_Extrait du texte_

Vendredi soir, à l’Assemblée nationale, c’est une fraction de la majorité présidentielle (le Nouveau Centre) qui, par la voix de Jean Dionis du Séjour, marquait son hostilité absolue à l’égard d’un autre aspect majeur de ce projet de loi : la création de deux nouvelles taxes (une de 3 % sur le chiffre d’affaires publicitaire des chaînes de télévision, l’autre de 0,9 % sur les opérateurs télécoms) destinées à financer le manque à gagner de la suppression de la publicité sur les chaînes publiques. Lisez jusqu'au bout ce qu’en dit le député du Lot-et-Garonne, membre d’un parti qui soutient sans réserve depuis dix-huit mois la politique du gouvernement. Son réquisitoire est parfaitement argumenté et absolument sans appel. Edifiant !
« S’agissant de ces deux taxes, vous parlez d’innovation fiscale. C’est le moins qu’on puisse dire… Vous avez fait très fort ! Nous sommes totalement opposés à votre solution de financement. Vous auriez pu choisir de faire preuve de lucidité face à la crise, en reportant cette réforme à 2012. Vous ne l’avez pas fait. Vous auriez pu choisir la légitimité, le courage politique, en augmentant la redevance. Vous ne l’avez pas fait. Vous auriez pu faire en sorte qu’il y ait au moins un rapport entre l’objet taxé et l’objet soutenu, en choisissant, par exemple, de taxer les écrans de télévision. Vous ne l’avez pas fait ! Vous avez trouvé l’idée de ces deux taxes, et je me suis demandé comment vous en étiez arrivés là. En réalité, vous avez fait une lecture politique : il vous fallait habiller ce que vous faisiez pour le privé et chercher une base, très large et politiquement indolore. D’où la deuxième taxe, celle qui porte sur les opérateurs de télécoms, issue d’un raisonnement strictement politicien, à court terme, où la dimension économique et la légitimité fiscale n’ont pas été prises en compte.
Il en résulte que les taxes ne sont pas affectées et, quoi que vous en disiez, vous précarisez le financement de l’audiovisuel. Les parlementaires que nous sommes ont tous en tête la TACA [ndlr : Taxe d’aide au commerce et à l’artisanat] : 600 millions générés, 80 seulement reversés ! Vous pouvez dire ce que vous voulez, la pression budgétaire que vous aurez à subir vous réservera malheureusement de sacrées surprises, et les gens de l’audiovisuel public le savent !
En outre, la constitutionnalité de ces taxes est douteuse. Vous pouvez créer une rupture d’égalité entre les sociétés que vous visez et toutes les autres.

_Jeu d'items_
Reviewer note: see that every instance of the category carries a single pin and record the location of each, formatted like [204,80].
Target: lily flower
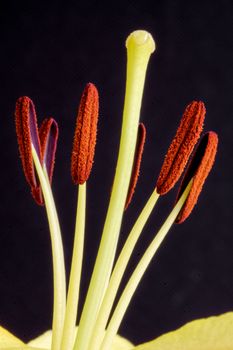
[97,328]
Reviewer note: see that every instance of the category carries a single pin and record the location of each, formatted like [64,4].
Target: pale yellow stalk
[57,255]
[75,273]
[139,272]
[118,271]
[139,45]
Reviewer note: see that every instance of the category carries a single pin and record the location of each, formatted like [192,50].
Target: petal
[8,340]
[213,333]
[44,341]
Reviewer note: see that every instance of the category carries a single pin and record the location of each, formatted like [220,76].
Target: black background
[49,51]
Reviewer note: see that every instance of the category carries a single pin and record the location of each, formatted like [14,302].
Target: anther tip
[141,38]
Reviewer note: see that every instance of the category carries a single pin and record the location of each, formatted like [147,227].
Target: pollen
[198,170]
[27,134]
[187,135]
[85,135]
[137,163]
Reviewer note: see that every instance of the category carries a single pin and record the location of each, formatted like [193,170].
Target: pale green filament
[139,271]
[118,272]
[75,273]
[140,45]
[57,254]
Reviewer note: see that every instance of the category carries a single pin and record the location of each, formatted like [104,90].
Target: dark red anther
[198,170]
[85,135]
[137,163]
[182,146]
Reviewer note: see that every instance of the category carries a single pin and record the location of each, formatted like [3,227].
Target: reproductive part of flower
[43,146]
[198,170]
[27,134]
[85,135]
[187,135]
[48,134]
[137,163]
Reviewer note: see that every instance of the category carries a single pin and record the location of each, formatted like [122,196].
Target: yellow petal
[44,342]
[8,340]
[213,333]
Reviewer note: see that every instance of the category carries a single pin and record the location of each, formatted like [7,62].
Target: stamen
[198,169]
[186,137]
[48,134]
[85,135]
[137,163]
[27,134]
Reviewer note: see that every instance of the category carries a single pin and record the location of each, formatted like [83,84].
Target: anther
[198,170]
[27,135]
[137,163]
[181,147]
[85,135]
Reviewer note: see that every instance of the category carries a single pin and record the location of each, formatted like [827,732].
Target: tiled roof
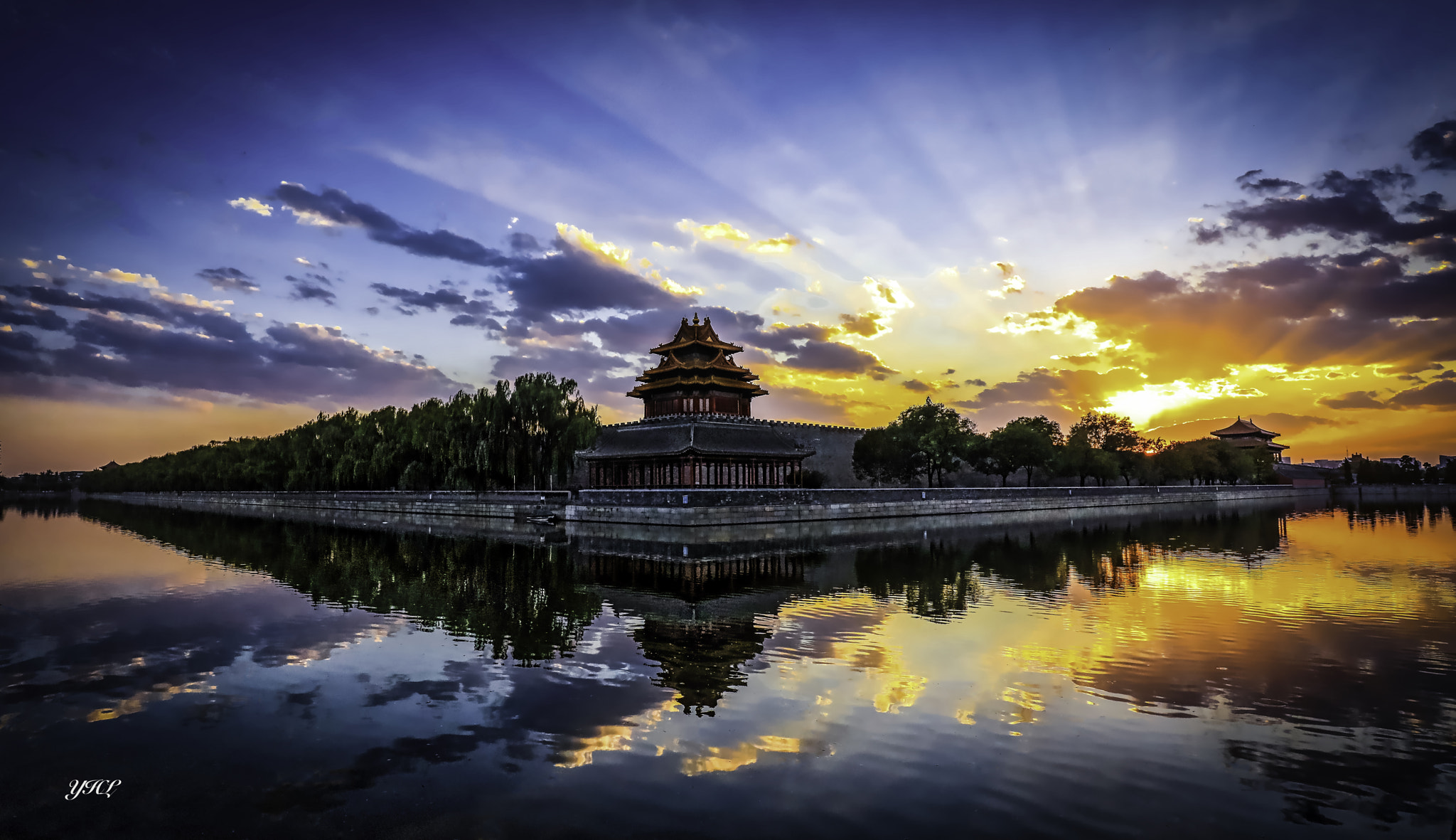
[1242,427]
[717,437]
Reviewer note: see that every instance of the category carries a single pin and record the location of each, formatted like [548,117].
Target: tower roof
[696,358]
[1244,427]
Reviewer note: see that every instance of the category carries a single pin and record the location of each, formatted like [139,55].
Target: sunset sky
[220,223]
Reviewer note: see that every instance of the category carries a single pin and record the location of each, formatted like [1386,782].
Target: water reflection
[1285,669]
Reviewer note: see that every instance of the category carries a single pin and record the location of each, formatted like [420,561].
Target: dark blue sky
[805,166]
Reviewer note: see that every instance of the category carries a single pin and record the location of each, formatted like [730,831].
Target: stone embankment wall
[1392,492]
[719,507]
[692,509]
[366,504]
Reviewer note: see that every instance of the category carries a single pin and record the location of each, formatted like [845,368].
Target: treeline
[931,442]
[514,437]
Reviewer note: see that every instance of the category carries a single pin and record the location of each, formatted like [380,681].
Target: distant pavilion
[1244,434]
[696,428]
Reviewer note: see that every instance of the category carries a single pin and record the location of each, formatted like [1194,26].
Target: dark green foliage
[1407,472]
[1022,445]
[519,437]
[882,457]
[926,440]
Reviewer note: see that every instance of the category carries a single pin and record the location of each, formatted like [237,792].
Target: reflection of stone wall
[768,507]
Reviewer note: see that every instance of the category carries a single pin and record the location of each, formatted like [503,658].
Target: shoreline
[693,510]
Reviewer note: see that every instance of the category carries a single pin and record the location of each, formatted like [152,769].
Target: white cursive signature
[102,787]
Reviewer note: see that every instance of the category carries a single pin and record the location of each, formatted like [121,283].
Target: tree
[1113,434]
[516,436]
[1079,459]
[1025,443]
[928,439]
[882,457]
[939,439]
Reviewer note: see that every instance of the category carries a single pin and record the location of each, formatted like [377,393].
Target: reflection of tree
[695,581]
[1379,785]
[1113,553]
[518,600]
[701,660]
[933,578]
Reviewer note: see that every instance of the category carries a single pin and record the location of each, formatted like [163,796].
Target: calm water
[1265,671]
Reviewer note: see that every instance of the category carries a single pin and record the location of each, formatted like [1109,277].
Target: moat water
[1263,671]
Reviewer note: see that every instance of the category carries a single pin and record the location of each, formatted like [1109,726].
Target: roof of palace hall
[700,436]
[696,357]
[1242,427]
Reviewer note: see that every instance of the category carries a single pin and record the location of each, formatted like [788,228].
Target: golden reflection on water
[1165,631]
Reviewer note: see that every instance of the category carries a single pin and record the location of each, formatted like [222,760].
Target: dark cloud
[1065,392]
[1439,395]
[472,312]
[1265,185]
[1354,399]
[523,242]
[37,317]
[190,347]
[574,282]
[837,361]
[867,325]
[204,319]
[308,289]
[1347,207]
[229,278]
[1359,307]
[542,286]
[1436,146]
[340,208]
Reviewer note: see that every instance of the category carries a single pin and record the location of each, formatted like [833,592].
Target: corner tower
[696,375]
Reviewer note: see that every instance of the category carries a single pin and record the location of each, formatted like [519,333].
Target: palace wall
[833,450]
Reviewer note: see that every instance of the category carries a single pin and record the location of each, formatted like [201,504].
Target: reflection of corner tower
[696,428]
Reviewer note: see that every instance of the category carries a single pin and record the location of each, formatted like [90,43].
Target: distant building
[1244,434]
[698,431]
[1302,475]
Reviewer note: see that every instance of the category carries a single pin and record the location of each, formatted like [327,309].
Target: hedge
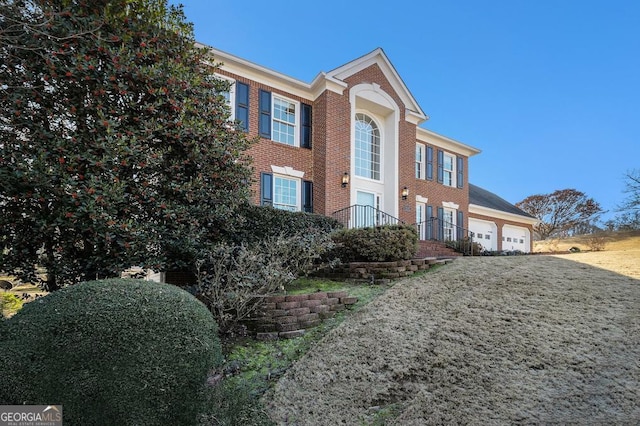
[376,244]
[111,352]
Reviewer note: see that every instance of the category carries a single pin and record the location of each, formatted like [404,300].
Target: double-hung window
[448,170]
[420,161]
[367,148]
[286,193]
[284,121]
[229,96]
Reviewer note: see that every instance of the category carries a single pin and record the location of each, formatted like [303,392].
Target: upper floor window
[284,121]
[285,192]
[420,163]
[229,96]
[448,177]
[367,147]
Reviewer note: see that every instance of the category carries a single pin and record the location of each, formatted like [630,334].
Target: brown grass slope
[500,340]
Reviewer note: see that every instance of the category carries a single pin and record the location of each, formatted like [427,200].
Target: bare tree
[560,211]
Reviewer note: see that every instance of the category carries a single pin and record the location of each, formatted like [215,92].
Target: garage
[516,238]
[484,233]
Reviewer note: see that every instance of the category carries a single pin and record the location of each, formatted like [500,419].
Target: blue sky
[548,90]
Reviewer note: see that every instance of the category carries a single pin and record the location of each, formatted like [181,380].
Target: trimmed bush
[231,279]
[259,223]
[111,352]
[379,244]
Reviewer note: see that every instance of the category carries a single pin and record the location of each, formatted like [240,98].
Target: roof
[482,197]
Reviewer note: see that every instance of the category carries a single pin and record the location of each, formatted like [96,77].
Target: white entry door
[365,213]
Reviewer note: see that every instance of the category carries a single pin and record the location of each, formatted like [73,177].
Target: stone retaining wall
[372,271]
[288,316]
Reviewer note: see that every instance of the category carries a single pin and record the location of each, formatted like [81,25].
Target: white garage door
[484,233]
[515,238]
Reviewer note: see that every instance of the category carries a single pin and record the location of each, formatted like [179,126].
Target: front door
[366,209]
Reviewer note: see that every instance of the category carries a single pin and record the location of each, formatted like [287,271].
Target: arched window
[367,148]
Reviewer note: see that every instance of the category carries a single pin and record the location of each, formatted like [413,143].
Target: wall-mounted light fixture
[345,179]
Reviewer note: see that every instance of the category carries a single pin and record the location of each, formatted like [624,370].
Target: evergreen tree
[115,143]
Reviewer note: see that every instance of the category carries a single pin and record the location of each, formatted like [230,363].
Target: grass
[614,241]
[253,367]
[9,304]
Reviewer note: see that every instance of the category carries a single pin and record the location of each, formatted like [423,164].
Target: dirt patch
[485,340]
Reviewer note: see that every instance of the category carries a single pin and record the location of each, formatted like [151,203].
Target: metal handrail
[360,216]
[455,236]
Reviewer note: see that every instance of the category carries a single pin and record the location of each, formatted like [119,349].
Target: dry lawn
[484,340]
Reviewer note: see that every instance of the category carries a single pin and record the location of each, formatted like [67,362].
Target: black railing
[360,216]
[456,237]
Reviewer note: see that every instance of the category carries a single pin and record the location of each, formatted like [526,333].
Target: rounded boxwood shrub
[111,352]
[376,244]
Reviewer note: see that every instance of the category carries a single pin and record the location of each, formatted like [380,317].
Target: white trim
[378,57]
[287,171]
[423,161]
[445,143]
[298,202]
[296,118]
[232,94]
[453,171]
[450,205]
[498,214]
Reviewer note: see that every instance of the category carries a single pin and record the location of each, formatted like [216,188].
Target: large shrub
[259,223]
[232,278]
[9,304]
[376,244]
[111,352]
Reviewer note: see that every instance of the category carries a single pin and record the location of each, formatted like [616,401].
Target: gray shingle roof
[482,197]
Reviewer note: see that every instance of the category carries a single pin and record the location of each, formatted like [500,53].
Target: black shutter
[460,224]
[430,222]
[266,189]
[307,196]
[264,127]
[440,223]
[305,126]
[242,105]
[430,163]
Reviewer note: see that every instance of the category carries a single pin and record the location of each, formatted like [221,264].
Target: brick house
[349,145]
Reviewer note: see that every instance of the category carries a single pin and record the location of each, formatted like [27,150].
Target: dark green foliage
[258,223]
[111,352]
[115,145]
[234,403]
[379,244]
[231,279]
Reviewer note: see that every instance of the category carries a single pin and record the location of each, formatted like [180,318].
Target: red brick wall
[329,157]
[334,121]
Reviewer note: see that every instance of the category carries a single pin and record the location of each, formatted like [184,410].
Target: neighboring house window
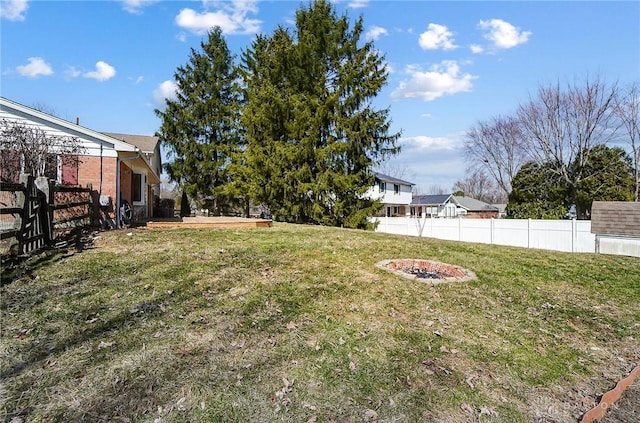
[139,188]
[69,165]
[136,188]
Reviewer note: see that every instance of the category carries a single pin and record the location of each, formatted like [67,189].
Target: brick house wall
[89,173]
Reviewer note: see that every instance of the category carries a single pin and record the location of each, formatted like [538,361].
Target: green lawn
[295,323]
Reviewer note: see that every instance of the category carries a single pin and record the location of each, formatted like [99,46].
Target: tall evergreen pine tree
[313,135]
[200,127]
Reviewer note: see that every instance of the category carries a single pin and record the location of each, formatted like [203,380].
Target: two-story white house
[395,194]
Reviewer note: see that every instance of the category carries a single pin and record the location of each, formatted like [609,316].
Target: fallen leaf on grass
[469,381]
[467,408]
[238,344]
[370,416]
[106,344]
[489,411]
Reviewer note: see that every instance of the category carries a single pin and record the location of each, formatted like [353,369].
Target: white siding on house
[391,195]
[91,141]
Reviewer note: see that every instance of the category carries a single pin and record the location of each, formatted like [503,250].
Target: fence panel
[36,212]
[557,235]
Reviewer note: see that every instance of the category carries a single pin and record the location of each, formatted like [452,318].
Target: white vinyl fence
[558,235]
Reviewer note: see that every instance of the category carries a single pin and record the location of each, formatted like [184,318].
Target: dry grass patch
[295,323]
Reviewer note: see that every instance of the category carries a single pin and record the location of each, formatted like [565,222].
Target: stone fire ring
[428,271]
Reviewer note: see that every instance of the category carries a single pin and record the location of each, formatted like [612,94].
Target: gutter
[118,193]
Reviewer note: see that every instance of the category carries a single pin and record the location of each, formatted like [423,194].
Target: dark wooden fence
[36,212]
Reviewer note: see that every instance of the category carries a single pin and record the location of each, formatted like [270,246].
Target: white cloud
[477,49]
[166,90]
[72,72]
[437,37]
[423,142]
[231,17]
[136,6]
[36,67]
[358,4]
[375,32]
[442,79]
[502,34]
[13,10]
[103,72]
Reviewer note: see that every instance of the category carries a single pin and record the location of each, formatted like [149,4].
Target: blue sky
[451,63]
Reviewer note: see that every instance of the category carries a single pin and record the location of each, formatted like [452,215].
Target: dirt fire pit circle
[427,271]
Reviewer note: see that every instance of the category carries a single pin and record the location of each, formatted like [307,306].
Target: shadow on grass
[98,330]
[14,267]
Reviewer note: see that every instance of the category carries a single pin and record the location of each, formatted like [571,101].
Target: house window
[10,165]
[137,188]
[69,166]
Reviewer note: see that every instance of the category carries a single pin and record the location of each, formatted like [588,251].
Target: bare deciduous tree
[627,110]
[495,148]
[561,127]
[32,150]
[479,185]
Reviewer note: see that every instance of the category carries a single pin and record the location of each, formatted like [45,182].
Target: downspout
[118,195]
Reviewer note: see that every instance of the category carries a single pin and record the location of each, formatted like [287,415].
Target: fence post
[46,219]
[24,201]
[492,228]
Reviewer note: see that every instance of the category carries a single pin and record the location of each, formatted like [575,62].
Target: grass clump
[295,323]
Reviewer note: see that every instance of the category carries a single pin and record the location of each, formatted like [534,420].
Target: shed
[616,225]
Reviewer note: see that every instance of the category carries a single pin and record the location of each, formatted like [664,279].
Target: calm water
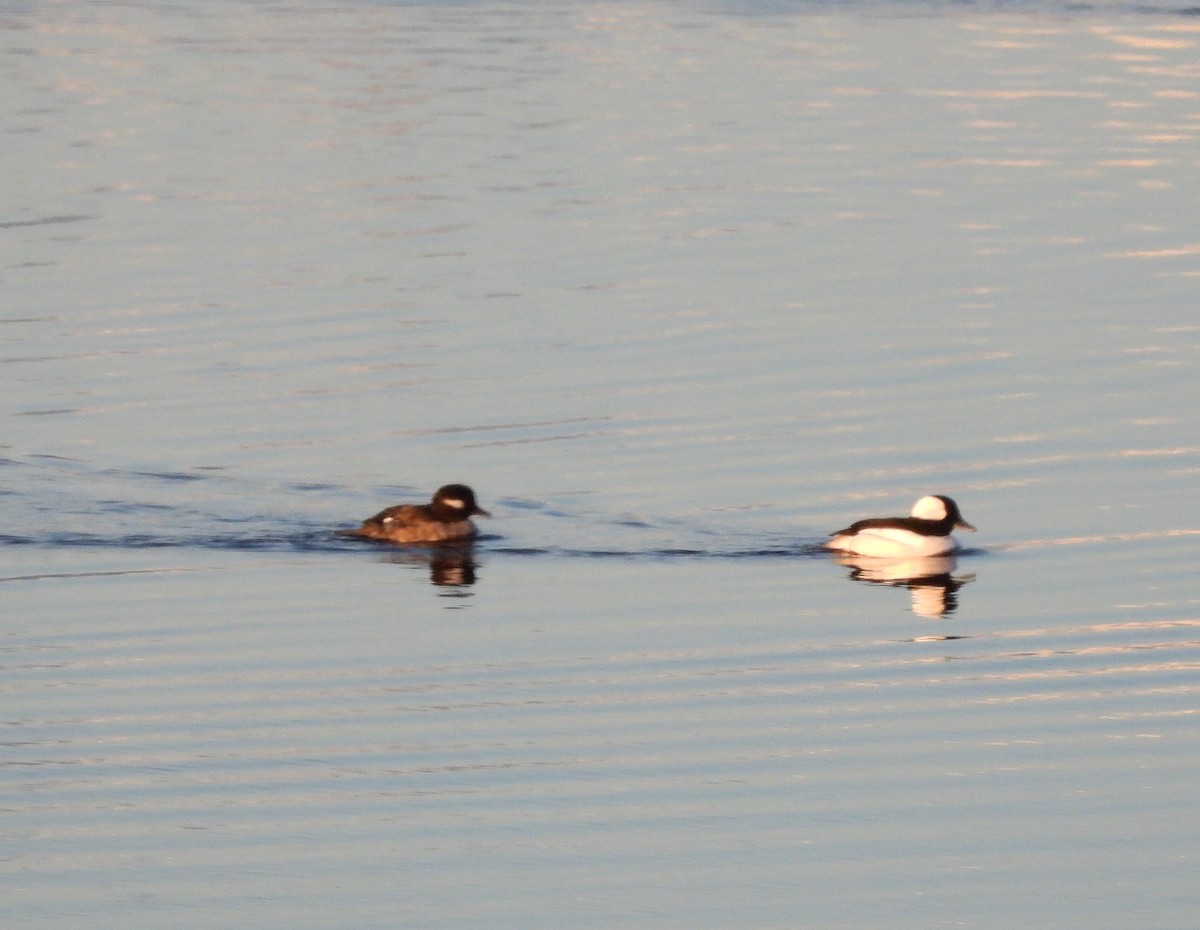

_Consigne écrite 1_
Mettez à jour l'extrait de «En outre, la» à «toutes les autres.» en remplaçant «douteuse» par «incertaine».
_Consigne écrite 2_
Pour chacune des affirmations suivantes, répondez par oui ou par non selon qu'elle concorde avec l'extrait, et citez les mots qui tranchent.
(a) La taxe visant les opérateurs télécoms est de 3 %.
(b) D'après le député, la TACA a généré 600 millions, dont 80 seulement ont été reversés.
(c) Le Nouveau Centre appartient à la majorité présidentielle.
Les items forment un matériau distinct de l'extrait.

_Réponse attendue 1_
En outre, la constitutionnalité de ces taxes est incertaine. Vous pouvez créer une rupture d’égalité entre les sociétés que vous visez et toutes les autres.

_Réponse attendue 2_
(a) Non : « l’autre de 0,9 % sur les opérateurs télécoms ».
(b) Oui : « 600 millions générés, 80 seulement reversés ! »
(c) Oui : « une fraction de la majorité présidentielle (le Nouveau Centre) ».